Statut : Transcrit MO

Transcription

Bonjour, bonjour, Tristan Nitot ; je vous donne dix secondes pour vous asseoir, parce que j’ai une mauvaise nouvelle : j’ai 20 minutes et 54 slides. Donc j’espère que le représentant du Guinness book of records est dans la salle parce que c’est maintenant que ça se passe. Voilà.

Donc Tristan Nitot. Je suis Chief Product Officer d’une start-up qui s’appelle Cozy Cloud. Je suis aussi membre du comité de prospective de la CNIL ; un ancien du Conseil national du numérique. J’étais même venu il y a deux ans dans cette même salle, sur cette même scène, avec mes collègues et j’ai écrit un livre sur les données, la surveillance de masse et la vie privée à l’ère du numérique.

Il faut vraiment que j’aille vite donc accrochez-vous !

^^^^^^^^

Objectif de la tâche: Recopiez à l'identique le passage de la transcription qui va de « Donc Tristan Nitot. » jusqu'à « vite donc accrochez-vous ! » inclus.

Données affichées:
^^^^^^^^

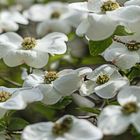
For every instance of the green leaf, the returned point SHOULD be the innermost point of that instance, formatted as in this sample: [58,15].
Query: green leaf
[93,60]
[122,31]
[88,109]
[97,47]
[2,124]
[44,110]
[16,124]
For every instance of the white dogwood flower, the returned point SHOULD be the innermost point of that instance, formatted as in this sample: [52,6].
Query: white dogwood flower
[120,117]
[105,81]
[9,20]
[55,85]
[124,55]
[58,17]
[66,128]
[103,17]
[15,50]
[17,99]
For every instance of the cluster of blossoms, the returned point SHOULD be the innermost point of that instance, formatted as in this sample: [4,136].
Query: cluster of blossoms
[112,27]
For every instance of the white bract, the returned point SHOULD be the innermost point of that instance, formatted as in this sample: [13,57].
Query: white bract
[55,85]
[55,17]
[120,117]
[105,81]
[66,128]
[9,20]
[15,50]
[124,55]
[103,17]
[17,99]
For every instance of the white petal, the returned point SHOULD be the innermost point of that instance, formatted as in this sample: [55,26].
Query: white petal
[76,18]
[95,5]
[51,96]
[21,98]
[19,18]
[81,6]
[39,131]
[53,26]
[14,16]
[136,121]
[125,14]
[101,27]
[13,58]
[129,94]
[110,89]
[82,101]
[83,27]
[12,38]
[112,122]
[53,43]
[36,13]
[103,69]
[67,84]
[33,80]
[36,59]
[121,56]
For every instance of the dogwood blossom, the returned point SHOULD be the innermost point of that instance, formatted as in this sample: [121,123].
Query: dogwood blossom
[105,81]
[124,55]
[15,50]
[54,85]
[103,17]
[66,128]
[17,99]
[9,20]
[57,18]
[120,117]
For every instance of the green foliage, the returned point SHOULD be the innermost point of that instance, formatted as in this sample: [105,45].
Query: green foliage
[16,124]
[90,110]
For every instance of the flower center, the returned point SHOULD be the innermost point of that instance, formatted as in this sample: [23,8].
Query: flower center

^^^^^^^^

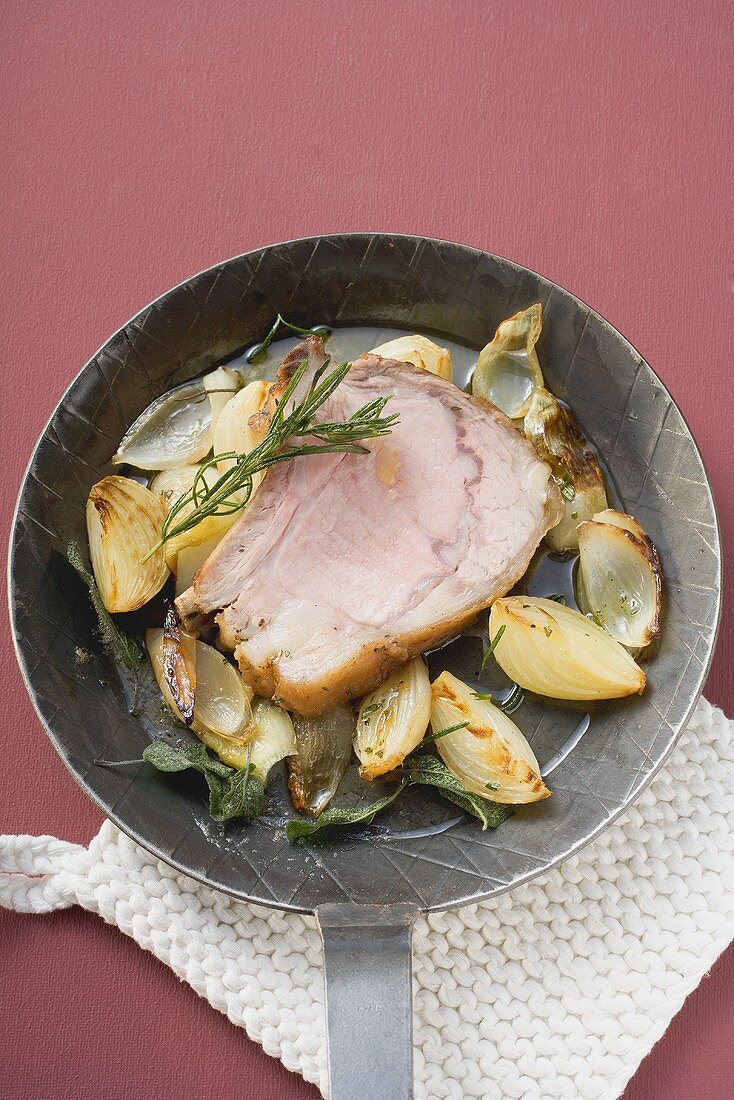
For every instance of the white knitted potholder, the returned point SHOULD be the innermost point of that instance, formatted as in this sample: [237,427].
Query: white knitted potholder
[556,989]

^^^^^^^^

Réponse complète:
Donc Tristan Nitot. Je suis Chief Product Officer d’une start-up qui s’appelle Cozy Cloud. Je suis aussi membre du comité de prospective de la CNIL ; un ancien du Conseil national du numérique. J’étais même venu il y a deux ans dans cette même salle, sur cette même scène, avec mes collègues et j’ai écrit un livre sur les données, la surveillance de masse et la vie privée à l’ère du numérique.

Il faut vraiment que j’aille vite donc accrochez-vous !